(Provided passage):
— Begin —

The liberal blogger Kos is trying to have it both ways, though. While he's ignored the slings and arrows already being thrown at Arnold even before he's sitting in the big chair, he yawns, "Expect Arnold to whine about Democratic 'obstructionism' in the state legislature." Whaddya mean? If he complains about it, it'll be perfectly justified. He's having to face it already! Kos is displaying pure liberal partisanship; ignoring the behavior of the folks in his party while (pre-emptively) dismissing reaction to it.

He goes on to say, "Arnold has 100 days, starting the second he takes his oath." How thoughtful of him. It took Davis 5 years to dig this hole, and he's generously giving Schwarzenegger a liitle over 3 months to fix it all, while a blantantly obvious plan of obstruction is already being laid. California Democrat Party state spokesman Bob Mulholland said that a new recall push would begin at the end of those 100 days. Now ain't this a classic! The recall of Davis was a grass roots effort based on performance, or lack thereof. Democrats, however, are poised to keep Schwarzenegger from getting anything done, while at the same time preparing to recall him over that very lack of progress. The former is what a recall is for, the latter is simple revenge of the sour grapes variety. That's not public service, that's power mongering.

Israeli forces are trying to shut down weapon-smuggling tunnels from a Palestinian refugee camp to Egypt, and it apparently didn't go the way they planned. There were casualties, but all the numbers I've heard have come from Palestinian sources. These should all be taken with a grain (nay, pillar) of salt after they admitted (3 months after the fact) that Jenin was not a massacre (as they'd originally claimed) and that most of the casualties were fighters (unlike what they'd originally claimed). Always keep that in mind.

Thursday, October 09, 2003

I'm a geek at heart and I peruse all my web server log files because of that. :) I have been noticing that some of y'all are coming here from having bookmarked my site after visiting it via the link from NRO's "The Corner" blog. I know that because you're coming in to the October-2003-only archive page, which is where the link from NRO pointed you (which is how Blogger created permalinks; via the archive page since entries don't scroll off of there vs the main page where they do).

All this to say that if you bookmarked me after coming from NRO, check your bookmark. If it says:
change it to

And then you'll keep seeing new posts when November comes.

(A public service announcement from Considerettes. Tax, tag, title and dealer prep extra. No log entries were harmed in the making of this blog entry. Percentage are APR with approved credit.)

— End —

(Information supplied):
— Begin —

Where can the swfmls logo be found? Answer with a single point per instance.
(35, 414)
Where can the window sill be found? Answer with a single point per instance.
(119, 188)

— End —

(Exercise directions): Please copy the blog post from "Israeli forces are" up to and including "that in mind.", replacing "tunnels" with "passages".

(Solved problem):
Israeli forces are trying to shut down weapon-smuggling passages from a Palestinian refugee camp to Egypt, and it apparently didn't go the way they planned. There were casualties, but all the numbers I've heard have come from Palestinian sources. These should all be taken with a grain (nay, pillar) of salt after they admitted (3 months after the fact) that Jenin was not a massacre (as they'd originally claimed) and that most of the casualties were fighters (unlike what they'd originally claimed). Always keep that in mind.